• [TAREFAS]
[A] Relacione todos os números mencionados no trecho sobre o Novo Banco de Desenvolvimento, escritos em algarismos ou por extenso.
[B] Prossiga a redação do trecho sobre o Novo Banco de Desenvolvimento a partir da última frase apresentada.

• [TRECHO DO TEXTO]

-*-*-

Pignatari ainda nota o papel do banco no impulsionamento do comércio entre os membros, principalmente em função do mercado consumidor doméstico relevante dos cinco membros fundadores do BRICS.
Apesar do otimismo em relação aos US$ 5 bilhões anunciados pelo banco para o ano de 2024, o Novo Banco de Desenvolvimento ainda tem tamanho modesto, quando comparado a instituições tradicionais.
“Os montantes totais aprovados para crédito [do Novo Banco de Desenvolvimento] ainda são menores se comparados com outros bancos mais antigos e estabelecidos. Mesmo em relação ao brasileiro BNDES, ele ainda é um banco relativamente pequeno”, notou De Conti. “O Novo Banco de Desenvolvimento tem 200 funcionários, comparados a 2 mil do nosso BNDES.”

-*-*-

• [EXTRATOS DE DADOS]

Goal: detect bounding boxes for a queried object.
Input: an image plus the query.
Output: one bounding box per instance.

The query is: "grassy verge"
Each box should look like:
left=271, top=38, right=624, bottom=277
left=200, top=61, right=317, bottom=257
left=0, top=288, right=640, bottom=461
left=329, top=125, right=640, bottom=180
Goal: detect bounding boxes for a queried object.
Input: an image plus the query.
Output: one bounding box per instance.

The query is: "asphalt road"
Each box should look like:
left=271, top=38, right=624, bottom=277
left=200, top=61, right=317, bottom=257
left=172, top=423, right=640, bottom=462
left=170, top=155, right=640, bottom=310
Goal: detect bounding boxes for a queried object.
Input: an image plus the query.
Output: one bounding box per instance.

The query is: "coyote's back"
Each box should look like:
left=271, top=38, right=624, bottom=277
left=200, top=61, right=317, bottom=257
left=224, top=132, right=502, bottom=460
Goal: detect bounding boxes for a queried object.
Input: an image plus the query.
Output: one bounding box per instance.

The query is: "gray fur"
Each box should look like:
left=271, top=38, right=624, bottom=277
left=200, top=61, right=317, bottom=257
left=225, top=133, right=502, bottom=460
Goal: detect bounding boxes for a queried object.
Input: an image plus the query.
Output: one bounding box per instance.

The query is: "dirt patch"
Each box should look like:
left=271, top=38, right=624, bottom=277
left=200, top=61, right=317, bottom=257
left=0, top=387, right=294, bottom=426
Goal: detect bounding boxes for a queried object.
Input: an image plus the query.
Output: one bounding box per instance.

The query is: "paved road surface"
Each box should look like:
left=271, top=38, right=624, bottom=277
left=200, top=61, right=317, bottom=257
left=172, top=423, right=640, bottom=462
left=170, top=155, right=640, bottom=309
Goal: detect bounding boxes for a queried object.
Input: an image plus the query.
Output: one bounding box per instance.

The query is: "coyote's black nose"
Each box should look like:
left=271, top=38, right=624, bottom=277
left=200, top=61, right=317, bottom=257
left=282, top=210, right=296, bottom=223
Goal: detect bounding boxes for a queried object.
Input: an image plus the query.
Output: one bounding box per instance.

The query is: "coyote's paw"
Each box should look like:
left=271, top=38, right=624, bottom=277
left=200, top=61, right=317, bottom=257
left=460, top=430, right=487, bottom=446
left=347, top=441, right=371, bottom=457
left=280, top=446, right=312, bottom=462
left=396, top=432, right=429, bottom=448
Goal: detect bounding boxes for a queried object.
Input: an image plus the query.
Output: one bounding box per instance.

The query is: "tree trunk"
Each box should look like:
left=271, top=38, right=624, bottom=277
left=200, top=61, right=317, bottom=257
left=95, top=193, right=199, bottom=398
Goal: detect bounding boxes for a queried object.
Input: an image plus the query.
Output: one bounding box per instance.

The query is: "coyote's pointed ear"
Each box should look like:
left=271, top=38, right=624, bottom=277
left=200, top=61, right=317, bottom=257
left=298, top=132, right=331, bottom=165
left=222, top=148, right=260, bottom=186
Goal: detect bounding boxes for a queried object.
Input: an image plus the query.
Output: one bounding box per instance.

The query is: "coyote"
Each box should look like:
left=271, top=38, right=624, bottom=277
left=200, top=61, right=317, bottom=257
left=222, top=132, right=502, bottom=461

-*-*-

• [RESPOSTAS DO EXERCÍCIO]
[A]
- cinco (membros fundadores do BRICS)
- US$ 5 bilhões
- 2024
- 200 (funcionários do Novo Banco de Desenvolvimento)
- 2 mil (funcionários do BNDES)

[B]
No entanto, a importância geopolítica do Novo Banco de Desenvolvimento coloca a instituição em uma posição única no sistema internacional, cuja relevância só tende a crescer.
“O banco acabou ganhando relevância em um ambiente geopolítico internacional cada vez mais competitivo”, disse o professor de Economia da Universidade Presbiteriana Mackenzie Milton Pignatari. “Ele não só de fato se estabeleceu como uma alternativa para os países em desenvolvimento, mas também teve seu papel reconhecido pelas estruturas mais tradicionais.”
A vinculação do Novo Banco de Desenvolvimento ao fórum BRICS também fortalece sua relevância geopolítica. Apesar de ter sido criado pelos membros fundadores do BRICS, o Novo Banco de Desenvolvimento é uma estrutura separada, que conta com países-membros de fora do bloco, como Uruguai e Bangladesh.
“O banco não tem ‘BRICS’ no nome justamente porque tem vocação para se expandir”, notou De Conti. “O banco é chamado de ‘novo’ porque foi criado pelo Sul Global, […] por países não completamente alinhados à hegemonia dos EUA. É ‘novo’ porque nasceu em teoria para financiamento de investimento verde.”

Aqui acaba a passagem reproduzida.